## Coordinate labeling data
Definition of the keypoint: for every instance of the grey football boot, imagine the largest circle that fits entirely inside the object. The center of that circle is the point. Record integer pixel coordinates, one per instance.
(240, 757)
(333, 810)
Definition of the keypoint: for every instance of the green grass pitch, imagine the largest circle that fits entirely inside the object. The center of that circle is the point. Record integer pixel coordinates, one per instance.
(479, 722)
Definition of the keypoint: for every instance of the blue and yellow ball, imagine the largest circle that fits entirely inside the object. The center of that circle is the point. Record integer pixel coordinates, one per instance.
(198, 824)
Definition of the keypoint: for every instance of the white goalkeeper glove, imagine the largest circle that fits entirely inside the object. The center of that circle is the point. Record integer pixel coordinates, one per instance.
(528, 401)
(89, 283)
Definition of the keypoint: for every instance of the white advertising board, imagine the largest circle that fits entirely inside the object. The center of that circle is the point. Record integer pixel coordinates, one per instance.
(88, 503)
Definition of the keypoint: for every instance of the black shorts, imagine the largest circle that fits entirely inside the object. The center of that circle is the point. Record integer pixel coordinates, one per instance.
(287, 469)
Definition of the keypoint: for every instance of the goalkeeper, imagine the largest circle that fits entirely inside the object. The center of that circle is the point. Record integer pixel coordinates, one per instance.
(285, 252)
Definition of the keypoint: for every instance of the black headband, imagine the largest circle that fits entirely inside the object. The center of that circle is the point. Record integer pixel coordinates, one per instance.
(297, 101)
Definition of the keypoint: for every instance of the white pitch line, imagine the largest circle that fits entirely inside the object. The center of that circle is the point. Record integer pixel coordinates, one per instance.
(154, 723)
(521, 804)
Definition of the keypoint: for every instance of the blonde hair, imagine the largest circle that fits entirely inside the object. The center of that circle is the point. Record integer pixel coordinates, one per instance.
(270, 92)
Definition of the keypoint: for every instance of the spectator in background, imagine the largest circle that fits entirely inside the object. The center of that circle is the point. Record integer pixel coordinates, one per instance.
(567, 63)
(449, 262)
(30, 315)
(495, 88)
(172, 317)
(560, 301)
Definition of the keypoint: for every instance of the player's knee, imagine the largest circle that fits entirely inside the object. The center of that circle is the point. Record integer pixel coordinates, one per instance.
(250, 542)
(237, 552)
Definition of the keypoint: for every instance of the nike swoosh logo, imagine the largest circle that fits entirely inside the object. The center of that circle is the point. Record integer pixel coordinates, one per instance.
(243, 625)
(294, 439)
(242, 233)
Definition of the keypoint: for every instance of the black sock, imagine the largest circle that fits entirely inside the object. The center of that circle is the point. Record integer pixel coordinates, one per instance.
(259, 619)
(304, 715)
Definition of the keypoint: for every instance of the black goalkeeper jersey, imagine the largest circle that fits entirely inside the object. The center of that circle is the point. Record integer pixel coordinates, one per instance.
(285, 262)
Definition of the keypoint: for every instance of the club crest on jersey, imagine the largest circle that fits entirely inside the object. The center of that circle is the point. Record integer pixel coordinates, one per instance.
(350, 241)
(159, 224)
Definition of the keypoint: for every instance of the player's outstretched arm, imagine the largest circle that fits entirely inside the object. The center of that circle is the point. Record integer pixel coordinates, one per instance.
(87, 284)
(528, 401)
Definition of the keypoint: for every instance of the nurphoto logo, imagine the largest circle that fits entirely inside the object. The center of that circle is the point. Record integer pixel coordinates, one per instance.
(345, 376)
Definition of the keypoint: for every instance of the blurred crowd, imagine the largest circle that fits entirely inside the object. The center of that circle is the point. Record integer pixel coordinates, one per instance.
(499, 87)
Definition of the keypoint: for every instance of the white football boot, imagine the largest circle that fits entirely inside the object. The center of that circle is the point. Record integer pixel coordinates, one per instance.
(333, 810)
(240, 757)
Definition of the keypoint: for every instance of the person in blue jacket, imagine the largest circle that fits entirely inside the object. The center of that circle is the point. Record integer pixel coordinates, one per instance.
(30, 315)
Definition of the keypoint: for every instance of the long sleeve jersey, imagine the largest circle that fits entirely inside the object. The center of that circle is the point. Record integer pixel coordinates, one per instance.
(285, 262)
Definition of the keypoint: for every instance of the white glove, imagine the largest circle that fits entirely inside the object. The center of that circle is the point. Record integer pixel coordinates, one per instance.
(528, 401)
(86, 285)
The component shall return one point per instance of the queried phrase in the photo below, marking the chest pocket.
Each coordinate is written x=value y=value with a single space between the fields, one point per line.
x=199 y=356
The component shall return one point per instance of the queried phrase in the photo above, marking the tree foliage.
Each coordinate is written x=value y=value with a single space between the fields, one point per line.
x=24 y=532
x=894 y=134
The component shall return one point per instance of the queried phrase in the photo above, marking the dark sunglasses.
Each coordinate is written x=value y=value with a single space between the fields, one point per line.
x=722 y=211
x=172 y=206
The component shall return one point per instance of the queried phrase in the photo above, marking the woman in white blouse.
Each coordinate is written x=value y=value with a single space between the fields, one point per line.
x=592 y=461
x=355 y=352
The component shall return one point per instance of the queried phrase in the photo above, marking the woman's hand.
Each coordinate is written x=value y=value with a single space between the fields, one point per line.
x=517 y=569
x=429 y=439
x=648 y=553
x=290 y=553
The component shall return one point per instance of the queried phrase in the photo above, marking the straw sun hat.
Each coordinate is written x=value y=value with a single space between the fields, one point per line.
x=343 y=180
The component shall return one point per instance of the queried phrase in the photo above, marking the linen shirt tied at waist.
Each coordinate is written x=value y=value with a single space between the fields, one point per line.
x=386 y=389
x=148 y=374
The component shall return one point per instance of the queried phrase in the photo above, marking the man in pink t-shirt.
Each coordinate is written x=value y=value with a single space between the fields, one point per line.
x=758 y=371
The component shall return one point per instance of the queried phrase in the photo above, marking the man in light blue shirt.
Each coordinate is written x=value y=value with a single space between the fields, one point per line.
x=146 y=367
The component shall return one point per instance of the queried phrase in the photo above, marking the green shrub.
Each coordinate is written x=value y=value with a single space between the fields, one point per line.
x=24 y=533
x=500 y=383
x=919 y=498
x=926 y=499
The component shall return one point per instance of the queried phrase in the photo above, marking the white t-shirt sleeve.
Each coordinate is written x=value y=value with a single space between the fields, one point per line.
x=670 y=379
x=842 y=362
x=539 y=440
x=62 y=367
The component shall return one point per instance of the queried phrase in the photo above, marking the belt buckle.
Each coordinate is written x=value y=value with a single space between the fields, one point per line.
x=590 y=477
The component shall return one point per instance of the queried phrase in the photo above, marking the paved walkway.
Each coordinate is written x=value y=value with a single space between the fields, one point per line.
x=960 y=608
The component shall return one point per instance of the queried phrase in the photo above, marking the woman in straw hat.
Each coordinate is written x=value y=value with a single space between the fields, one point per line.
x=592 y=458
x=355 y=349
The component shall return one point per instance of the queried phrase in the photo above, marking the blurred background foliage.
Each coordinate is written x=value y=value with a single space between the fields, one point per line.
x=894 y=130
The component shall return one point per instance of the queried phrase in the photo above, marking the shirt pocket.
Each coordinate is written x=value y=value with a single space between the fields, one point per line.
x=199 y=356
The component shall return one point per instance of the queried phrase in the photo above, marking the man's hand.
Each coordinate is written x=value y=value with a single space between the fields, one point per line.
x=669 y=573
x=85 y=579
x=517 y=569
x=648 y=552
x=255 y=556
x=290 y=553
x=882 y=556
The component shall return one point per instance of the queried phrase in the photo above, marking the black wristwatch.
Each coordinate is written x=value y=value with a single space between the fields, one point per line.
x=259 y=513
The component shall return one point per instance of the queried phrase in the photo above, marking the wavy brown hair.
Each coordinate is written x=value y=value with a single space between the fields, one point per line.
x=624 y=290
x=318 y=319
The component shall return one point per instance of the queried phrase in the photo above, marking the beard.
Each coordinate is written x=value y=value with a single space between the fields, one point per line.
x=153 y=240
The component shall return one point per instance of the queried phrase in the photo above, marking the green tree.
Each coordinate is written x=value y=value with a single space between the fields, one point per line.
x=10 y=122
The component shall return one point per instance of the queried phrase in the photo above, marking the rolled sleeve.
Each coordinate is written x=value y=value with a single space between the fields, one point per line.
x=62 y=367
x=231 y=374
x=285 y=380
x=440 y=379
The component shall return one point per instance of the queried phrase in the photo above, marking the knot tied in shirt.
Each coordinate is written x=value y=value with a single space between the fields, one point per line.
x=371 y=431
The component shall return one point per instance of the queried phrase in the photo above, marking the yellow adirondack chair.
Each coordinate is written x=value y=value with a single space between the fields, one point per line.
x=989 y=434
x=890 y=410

## Short exercise
Reproduce, word for word, everything in the data from the line containing "wavy brown hair." down to the line containing "x=318 y=319", including both of those lines.

## Solution to this task
The component shall return one point per instance of the queried phrase in the photo above, marking the wavy brown hair.
Each coordinate is written x=value y=value with a single space between the fields, one point per line.
x=624 y=290
x=318 y=319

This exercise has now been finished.